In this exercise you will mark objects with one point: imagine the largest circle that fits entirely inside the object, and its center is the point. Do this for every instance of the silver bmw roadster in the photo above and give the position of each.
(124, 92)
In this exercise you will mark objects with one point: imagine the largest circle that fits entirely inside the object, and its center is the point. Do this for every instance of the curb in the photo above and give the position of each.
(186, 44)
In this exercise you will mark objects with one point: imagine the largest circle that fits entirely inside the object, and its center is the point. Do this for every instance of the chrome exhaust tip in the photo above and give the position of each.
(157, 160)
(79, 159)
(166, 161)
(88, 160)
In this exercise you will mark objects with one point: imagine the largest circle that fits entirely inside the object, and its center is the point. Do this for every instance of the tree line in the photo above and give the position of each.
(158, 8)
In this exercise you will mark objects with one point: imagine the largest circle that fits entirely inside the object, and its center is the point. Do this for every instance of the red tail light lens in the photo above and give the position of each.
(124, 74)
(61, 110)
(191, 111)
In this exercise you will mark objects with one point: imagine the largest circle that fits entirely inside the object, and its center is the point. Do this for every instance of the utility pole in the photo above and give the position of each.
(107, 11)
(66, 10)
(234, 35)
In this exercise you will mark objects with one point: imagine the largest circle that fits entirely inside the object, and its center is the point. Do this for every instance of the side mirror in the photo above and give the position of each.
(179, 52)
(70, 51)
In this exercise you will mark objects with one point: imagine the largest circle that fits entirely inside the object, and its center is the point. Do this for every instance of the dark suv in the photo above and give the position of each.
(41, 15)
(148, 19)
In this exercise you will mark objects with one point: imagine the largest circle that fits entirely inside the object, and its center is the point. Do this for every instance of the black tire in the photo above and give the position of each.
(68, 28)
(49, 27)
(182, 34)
---*---
What you are asked to do: Revise every item above so that "exercise" becomes "task" wherever it occurs, keeping all other wording the same.

Reply to the exercise:
In this task you will mark objects with one point: imagine the largest circle that fits entirely inside the object, and its center is the point. Do this for every instance of the silver bmw roadster in the photo above and give the position of each.
(124, 92)
In this task you will mark objects with one point: imagine the largest circle that fits entirely inside the object, and its center is the point. Do this for every instance of the curb in the photo above and give the position of each.
(186, 44)
In this task you will mark objects with one point: imagine the largest circle that fits entirely inside the object, and its center is the point. Do this for every instance of the chrome exhaust tip in the photo above and give the position of each.
(157, 160)
(79, 159)
(166, 161)
(88, 160)
In this task you will mark objects with one point: imagine the largest circle that fits entirely inside the object, and its center is the point. Do this for every instance of the tree line in the photo above and give the position of each.
(158, 8)
In this task you will mark objects with one point: imagine the largest circle that fits entirely inside the object, and its center is the point. Do this for every instance of the red tail light lens in the photo above and give the position of each.
(124, 74)
(61, 110)
(191, 111)
In this task you will mark objects with one point: imagine the largest circle that fits entirely inside the object, and its center is the point. Do this for every instance of the utility pole in the photo above and give the position of each.
(107, 11)
(66, 10)
(234, 35)
In this task you will mark objects with one point: imagine the largest circle that fits entirely inside the object, and its center is the point. Do this for every instance of the side mirror in the photo above and give the position of each.
(179, 52)
(70, 51)
In this task you will mark objects with one point: imagine the largest circle that fits entirely inside the object, and its center is the point. Do this for every instance of the dark suv in the photo above and give the position of each.
(41, 15)
(148, 19)
In this task you will mark objects with one point: imagine the largest circle that fits entirely inside the object, and its center is the point. Do this for every instance of the black tire in the photo above and give the position of each.
(68, 28)
(49, 27)
(182, 34)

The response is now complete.